Reproduce every line of the rows below, requests included, shifting each x and y coordinate in the answers by 148. Leave the pictures out of your reply.

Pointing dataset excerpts
* * * * * * * * *
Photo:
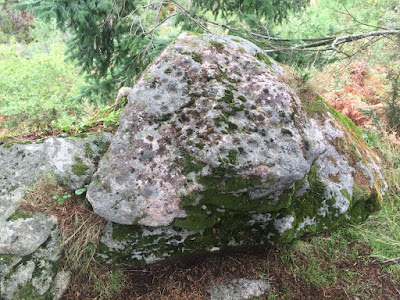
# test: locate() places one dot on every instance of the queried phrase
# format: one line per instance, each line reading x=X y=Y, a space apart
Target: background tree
x=113 y=41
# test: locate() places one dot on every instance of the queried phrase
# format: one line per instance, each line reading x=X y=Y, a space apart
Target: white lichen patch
x=283 y=224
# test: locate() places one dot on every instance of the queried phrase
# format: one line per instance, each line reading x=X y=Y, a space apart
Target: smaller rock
* * * * * * * * *
» **RESULT FOR THIS EXERCISE**:
Photo:
# test: locate() places one dot on every instance of the queried phrase
# format: one line per instance, each line reading x=X y=Y, a space apart
Target: background tree
x=261 y=189
# test: locate() places one dot on every instance of the queried phrase
# format: one line per instance, each line reading x=X y=Y, a space apart
Target: white lichen patch
x=431 y=372
# test: locate() places one dot on every instance of the queried phrase
# format: one line per instance, each line reading x=X y=Y, a space apart
Target: smaller rock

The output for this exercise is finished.